## Task inputs
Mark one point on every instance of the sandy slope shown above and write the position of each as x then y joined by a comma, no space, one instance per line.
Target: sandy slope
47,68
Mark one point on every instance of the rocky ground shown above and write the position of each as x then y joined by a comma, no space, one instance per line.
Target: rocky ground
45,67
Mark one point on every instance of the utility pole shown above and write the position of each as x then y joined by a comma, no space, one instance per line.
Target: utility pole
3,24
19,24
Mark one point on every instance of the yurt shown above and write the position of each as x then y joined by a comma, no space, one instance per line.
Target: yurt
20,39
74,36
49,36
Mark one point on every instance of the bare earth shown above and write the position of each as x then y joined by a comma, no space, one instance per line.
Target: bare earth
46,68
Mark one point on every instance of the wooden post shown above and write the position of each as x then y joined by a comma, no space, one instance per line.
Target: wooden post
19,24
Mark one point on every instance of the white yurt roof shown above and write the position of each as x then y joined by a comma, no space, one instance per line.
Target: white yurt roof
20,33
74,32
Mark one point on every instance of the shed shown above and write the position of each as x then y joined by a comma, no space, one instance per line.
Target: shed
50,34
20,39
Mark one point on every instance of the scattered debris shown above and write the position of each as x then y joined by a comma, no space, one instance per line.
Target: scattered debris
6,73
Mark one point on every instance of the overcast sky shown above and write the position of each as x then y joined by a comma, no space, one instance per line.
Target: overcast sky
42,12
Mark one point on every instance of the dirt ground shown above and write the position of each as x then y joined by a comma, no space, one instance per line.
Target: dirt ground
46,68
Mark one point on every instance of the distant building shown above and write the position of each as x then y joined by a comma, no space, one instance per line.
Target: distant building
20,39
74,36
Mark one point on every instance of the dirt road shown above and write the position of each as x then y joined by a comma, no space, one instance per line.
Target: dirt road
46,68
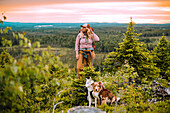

## Work required
Rewrite all of the rows above, changing "one point" to "a single point" and keeping everything else the same. Leave the pictures out.

## Exercise answer
Mark a single point on every instance of the sandy slope shown above and write the position of each as x then y joined by a comma, no space, one instance per line.
Target: sandy slope
47,68
Mark a single point on every instance of the rocky ground shown above and write the position of each as x then y joined by a comma, no space, one instance per line.
Target: rocky ground
45,67
Mark a single point on every instance of the utility pole shown above and write the position of each as x then y joined by a comma, no space, one instance per line.
Target: utility pole
3,24
19,24
Mark a single point on every instance of the yurt shown above and write the position of each as x then y joined by a comma, no space, one instance per line.
Target: yurt
20,39
74,36
49,36
Mark a single point on every instance of the bare earth shown above and write the position of each as x then y joined by a comma, no space, one instance per line.
Target: bare earth
46,68
Mark a single point on every instance of the wooden post shown above and write the position of each as x then y joined by a comma, no space, one instance per line.
Target: wooden post
19,24
Mark a single point on every instance of the white yurt roof shown above and write the position of each as x then y joined by a comma, no space, one instance per line.
Target: white yurt roof
20,33
74,32
Mark a single point on every instance of the shed shown above and write the position of each as x then y joined by a comma, no space, one instance per line.
Target: shed
50,34
20,39
Mark a single point on every instance of the scattered debris shown above and write the position of each as x then y joined by a comma, no space, one instance per line.
Target: scattered debris
6,73
Mark a single point on every instance of the overcast sky shown above and write the position of each as x then y joined by a comma, no space, one instance per line.
Target: overcast sky
42,12
Mark a single point on every instance of the dirt ground shown above and write the position of each as x then y joined by a comma, no space, one instance per line.
Target: dirt ground
46,68
Mark a single point on every instance of the distant building shown above and write the position of each as x then y joined by a comma, no space, one instance per line.
Target: distant building
20,39
74,36
Mark a single point on every instance of the dirt road shown above and write the position of each as x then y joined by a comma, no space, one instance per line.
Target: dirt road
46,68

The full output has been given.